Repeat the data below exactly, dropping any pictures it holds.

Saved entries
□ □ □ □
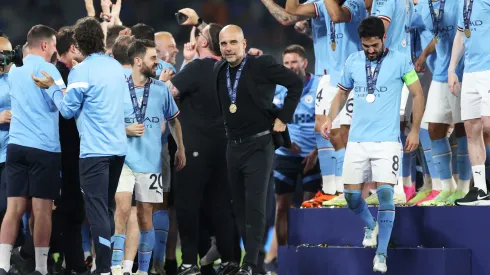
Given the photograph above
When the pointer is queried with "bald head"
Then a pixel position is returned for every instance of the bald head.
(166, 47)
(5, 44)
(232, 44)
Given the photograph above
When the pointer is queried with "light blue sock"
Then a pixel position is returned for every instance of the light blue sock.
(406, 158)
(25, 224)
(145, 248)
(161, 226)
(386, 217)
(487, 163)
(327, 163)
(358, 205)
(441, 154)
(427, 146)
(86, 243)
(339, 160)
(463, 157)
(413, 164)
(118, 249)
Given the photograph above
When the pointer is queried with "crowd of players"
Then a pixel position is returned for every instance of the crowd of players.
(425, 47)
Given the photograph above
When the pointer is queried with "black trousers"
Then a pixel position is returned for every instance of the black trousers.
(99, 177)
(204, 181)
(71, 213)
(249, 169)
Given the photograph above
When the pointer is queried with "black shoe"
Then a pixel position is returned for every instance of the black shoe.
(245, 270)
(193, 270)
(476, 197)
(22, 265)
(229, 269)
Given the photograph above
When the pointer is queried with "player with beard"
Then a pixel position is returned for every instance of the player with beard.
(126, 233)
(374, 147)
(206, 170)
(95, 96)
(33, 153)
(148, 102)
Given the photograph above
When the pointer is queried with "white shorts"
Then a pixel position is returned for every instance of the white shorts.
(147, 186)
(475, 98)
(165, 168)
(372, 161)
(442, 106)
(325, 94)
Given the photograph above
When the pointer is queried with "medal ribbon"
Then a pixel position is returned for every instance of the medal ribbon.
(139, 112)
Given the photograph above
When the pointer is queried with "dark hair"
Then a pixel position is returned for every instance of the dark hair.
(214, 30)
(143, 31)
(297, 49)
(89, 36)
(137, 48)
(38, 34)
(112, 34)
(120, 49)
(371, 27)
(64, 40)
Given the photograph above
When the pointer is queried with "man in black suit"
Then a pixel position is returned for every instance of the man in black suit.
(246, 86)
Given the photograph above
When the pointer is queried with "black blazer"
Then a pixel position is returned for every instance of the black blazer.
(263, 75)
(266, 73)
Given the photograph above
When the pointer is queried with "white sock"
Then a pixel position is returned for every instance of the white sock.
(328, 186)
(339, 184)
(436, 184)
(42, 259)
(127, 266)
(5, 252)
(479, 177)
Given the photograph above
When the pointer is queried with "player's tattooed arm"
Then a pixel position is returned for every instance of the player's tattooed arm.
(280, 14)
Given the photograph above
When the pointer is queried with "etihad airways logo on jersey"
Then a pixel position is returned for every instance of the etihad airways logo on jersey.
(131, 120)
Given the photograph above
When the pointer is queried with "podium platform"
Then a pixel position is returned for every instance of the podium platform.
(425, 229)
(359, 261)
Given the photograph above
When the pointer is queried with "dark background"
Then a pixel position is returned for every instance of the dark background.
(260, 28)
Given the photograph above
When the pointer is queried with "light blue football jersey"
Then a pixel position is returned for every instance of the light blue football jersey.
(399, 14)
(346, 37)
(302, 127)
(378, 121)
(447, 31)
(477, 50)
(144, 153)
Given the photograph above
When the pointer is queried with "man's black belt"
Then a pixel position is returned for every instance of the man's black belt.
(241, 140)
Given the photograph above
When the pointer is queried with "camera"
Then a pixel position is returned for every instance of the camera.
(15, 56)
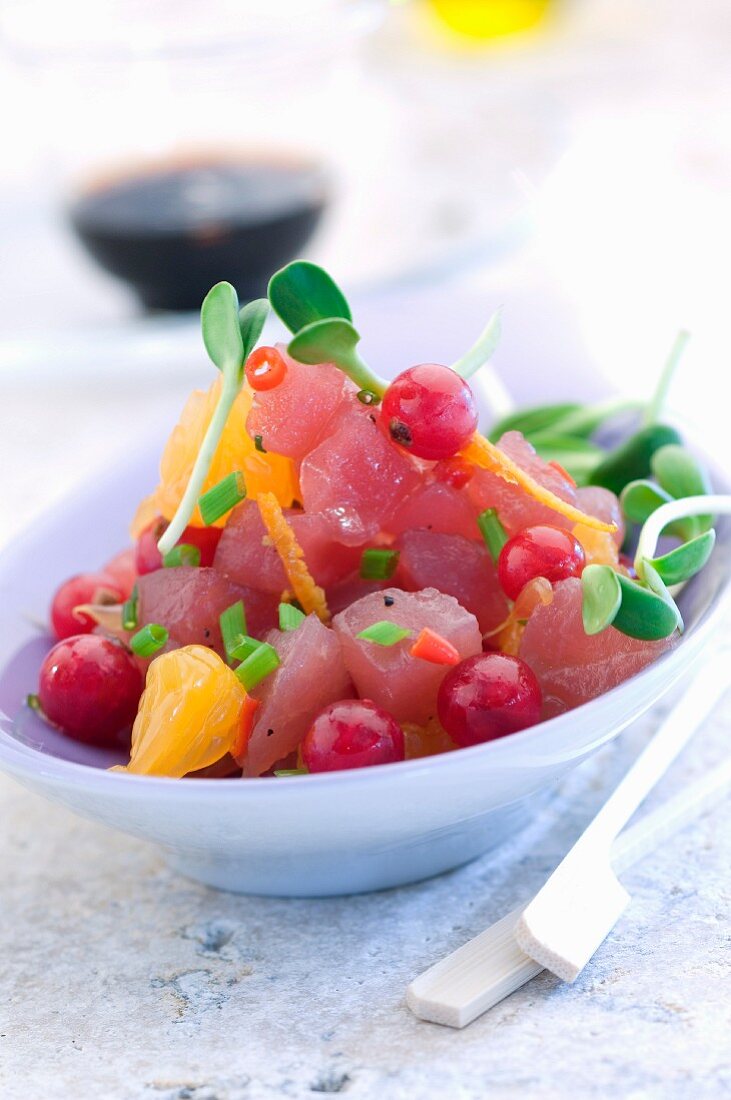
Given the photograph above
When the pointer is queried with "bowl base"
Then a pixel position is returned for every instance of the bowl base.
(336, 872)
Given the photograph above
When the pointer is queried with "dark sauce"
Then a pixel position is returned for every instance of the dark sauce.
(174, 231)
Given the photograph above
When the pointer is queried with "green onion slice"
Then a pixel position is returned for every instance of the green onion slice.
(378, 564)
(224, 496)
(384, 634)
(148, 640)
(243, 647)
(183, 554)
(290, 617)
(493, 531)
(258, 664)
(130, 611)
(233, 626)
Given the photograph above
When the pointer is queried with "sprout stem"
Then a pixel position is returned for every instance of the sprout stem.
(668, 513)
(656, 403)
(229, 393)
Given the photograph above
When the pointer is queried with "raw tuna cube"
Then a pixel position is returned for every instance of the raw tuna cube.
(246, 556)
(516, 508)
(188, 601)
(457, 567)
(356, 476)
(439, 508)
(601, 503)
(353, 587)
(388, 674)
(311, 675)
(292, 417)
(573, 667)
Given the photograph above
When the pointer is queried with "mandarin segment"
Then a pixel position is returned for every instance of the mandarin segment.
(236, 451)
(190, 714)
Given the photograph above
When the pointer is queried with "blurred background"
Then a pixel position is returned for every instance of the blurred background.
(567, 160)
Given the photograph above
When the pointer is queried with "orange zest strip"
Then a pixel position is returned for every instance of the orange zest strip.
(248, 710)
(310, 595)
(432, 647)
(480, 452)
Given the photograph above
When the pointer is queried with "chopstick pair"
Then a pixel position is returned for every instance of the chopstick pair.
(561, 928)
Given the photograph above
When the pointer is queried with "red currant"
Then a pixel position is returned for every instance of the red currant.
(430, 410)
(487, 696)
(147, 557)
(539, 551)
(352, 734)
(84, 589)
(90, 686)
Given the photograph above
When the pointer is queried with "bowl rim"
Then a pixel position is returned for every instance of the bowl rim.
(84, 774)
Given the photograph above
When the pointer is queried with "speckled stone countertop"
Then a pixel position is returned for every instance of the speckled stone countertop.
(120, 980)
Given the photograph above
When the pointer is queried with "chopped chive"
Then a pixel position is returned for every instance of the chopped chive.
(384, 634)
(367, 397)
(224, 496)
(378, 564)
(183, 554)
(242, 647)
(233, 626)
(148, 640)
(290, 617)
(258, 664)
(130, 611)
(493, 531)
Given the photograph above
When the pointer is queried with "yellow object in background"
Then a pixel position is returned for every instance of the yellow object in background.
(489, 19)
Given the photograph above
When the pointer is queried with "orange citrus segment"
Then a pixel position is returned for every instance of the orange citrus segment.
(425, 740)
(508, 635)
(191, 713)
(480, 452)
(599, 547)
(263, 472)
(309, 594)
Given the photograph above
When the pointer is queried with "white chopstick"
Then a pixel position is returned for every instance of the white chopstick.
(491, 966)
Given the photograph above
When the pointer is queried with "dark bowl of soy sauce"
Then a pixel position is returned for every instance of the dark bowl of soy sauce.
(173, 230)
□ □ □ □
Solution to this task
Given the photograph above
When the pointer is queried with "bald head"
Then a pixel position is returned for every instance of the bald head.
(166, 47)
(5, 44)
(232, 44)
Given the photograph above
When the pointer is queried with "light blue sock"
Then a pixel position is returned for every instance of the light blue sock.
(406, 158)
(25, 224)
(145, 248)
(161, 226)
(386, 217)
(487, 163)
(327, 163)
(358, 205)
(441, 154)
(427, 146)
(86, 243)
(339, 160)
(463, 157)
(413, 164)
(118, 249)
Given the photograph above
When the pointer is queried with "crowd of players"
Then a pixel position is returned for every instance of the crowd of players.
(425, 47)
Given the photograph above
When the pointer is queried with "black trousers"
Then a pixel position is returned for every instance of the black trousers.
(99, 177)
(204, 181)
(71, 213)
(249, 169)
Given the photograph above
When the pointer is queried with "black shoe"
Then a pixel position is returned for every instance of the black shoe.
(245, 270)
(193, 270)
(476, 197)
(22, 265)
(229, 269)
Given the photograph above
When the pointer is queried with "player with beard"
Then a pixel position is returned for every instance of the player with beard.
(126, 233)
(374, 147)
(206, 170)
(95, 96)
(33, 153)
(148, 102)
Given the photograph above
When the pointer is queried with "white shorts"
Then a pixel position is returned for every instance of the white shorts.
(147, 186)
(475, 98)
(165, 168)
(372, 161)
(442, 106)
(325, 94)
Given the photograph above
When the pointer is queried with "medal ribbon"
Then a pixel position is returned for every instance of the medal ribbon.
(139, 112)
Given the photograph above
When the pointer is queried with "dark hair"
Then a pixel position is returned for every instance of the dark hair.
(214, 30)
(143, 31)
(297, 49)
(89, 36)
(137, 48)
(38, 34)
(112, 34)
(120, 49)
(371, 27)
(64, 40)
Given the photograph above
When the pointer is queried with "man in black suit"
Then a pixel position is returned for every instance of the man in black suit.
(246, 86)
Given the photograph above
When the pointer is queried with "black blazer"
Then a pixel position is returned for every instance of the black blazer.
(263, 75)
(266, 73)
Given the photograph above
When the pointer is queried with "white sock"
Then a pixel position is returned for every instance of the white sock.
(328, 186)
(339, 184)
(436, 184)
(42, 259)
(127, 266)
(5, 252)
(479, 177)
Given the photograph above
When the pointer is queried with "player's tattooed arm"
Then a pixel position is returned for every instance of the player's tattooed arm.
(280, 14)
Given the photograph above
When the pointer is queried with "etihad airways logo on jersey"
Then a pixel position is returned for every instance of the etihad airways logo on jersey.
(131, 120)
Given the photograph above
When the pointer is queried with "podium platform"
Then a pixel position is returned for every instance of the podium platform.
(425, 229)
(359, 261)
Given the photograph above
When the pointer is queried with "dark background"
Then a pixel position is returned for every instance of the dark background.
(260, 28)
Given the photograph above
When the pointer is queried with "light blue football jersey"
Then a pixel position is returned for every instance of the light blue football jersey.
(399, 14)
(346, 37)
(302, 127)
(378, 121)
(447, 31)
(477, 50)
(144, 153)
Given the photograph above
When the pointer is queried with "man's black belt"
Then a pixel position is returned for every instance of the man's black belt.
(241, 140)
Given the photograph above
When the pointer is queried with "camera"
Then a pixel position is returned for every instance of the camera.
(15, 56)
Given the photograph above
When the pointer is queried with "bowl base"
Then a pixel position is returned for every instance of the bowl base.
(336, 872)
Given the photograph above
When the pointer is queried with "dark sauce"
Then a pixel position is returned for every instance of the dark sauce.
(174, 231)
Given the photograph above
When the pointer is queried with "green onion slice"
Then a pixel position is returned for every instance of the green onion slice.
(378, 564)
(224, 496)
(384, 634)
(148, 640)
(243, 647)
(183, 554)
(290, 617)
(493, 531)
(258, 664)
(130, 611)
(233, 626)
Given the photograph above
When the pointer is queried with "sprout stem"
Then a pixel position is returned for every instance of the sprout stem.
(668, 513)
(656, 403)
(229, 393)
Given the photograph above
When the pointer is queried with "raw tuna cube"
Then a pixel position is returned for every instance of the raw tuna cube.
(246, 556)
(516, 508)
(188, 601)
(457, 567)
(356, 476)
(439, 508)
(601, 503)
(353, 587)
(388, 674)
(311, 675)
(292, 417)
(573, 667)
Given the photograph above
When the pointer is queried with "mandarin segment"
Then a pixel position is returned for every instance of the mandarin segment.
(236, 451)
(190, 714)
Given the photograph above
When the pointer is queried with "blurred background"
Then a pixel position is returned for every instance of the blurred background.
(567, 160)
Given the photograph above
When the pointer is queried with "orange zest strip"
Then a pixel position is returned for every instance of the orange zest strip.
(248, 710)
(310, 595)
(432, 647)
(480, 452)
Given the photograph above
When the pointer is queried with "chopstick pair"
Then a pixel position is returned for every instance of the chopstick pair.
(561, 928)
Given the photograph above
When the pointer is queried with "red currant"
Then a pixel position is returned for every instance of the red currant.
(430, 410)
(487, 696)
(147, 557)
(539, 551)
(352, 734)
(84, 589)
(90, 686)
Given the photograph above
When the pointer is queried with "bowl rim"
Then a pixel position is returned for every instance of the bowl rim.
(84, 774)
Given the photograph above
When the pointer is queried with "speckled stone countertop"
Then a pixel position is returned for every instance of the speckled stone countertop.
(120, 980)
Given the photograph above
When the pointer is queried with "chopped chive"
Then a pixel position is returned for every instance of the chopped chive.
(384, 634)
(367, 397)
(224, 496)
(378, 564)
(183, 554)
(242, 647)
(233, 626)
(148, 640)
(290, 617)
(258, 664)
(130, 611)
(493, 531)
Given the photograph above
When the pointer is queried with "yellow object in background"
Then a pixel position is returned for every instance of the yellow object in background.
(489, 19)
Given the photograph above
When the pointer is queried with "orange citrus segment"
Then a pixel position is returned for every instance of the orange citrus segment.
(425, 740)
(508, 635)
(191, 713)
(480, 452)
(599, 547)
(263, 472)
(309, 594)
Given the photograph above
When the pointer is queried with "white chopstick"
Then a pixel position is returned for every instance of the white chopstick.
(491, 966)
Given the photograph above
When the pointer is queried with "dark bowl of soy sauce"
Then a pixel position is returned for every instance of the dark bowl of soy sauce.
(173, 230)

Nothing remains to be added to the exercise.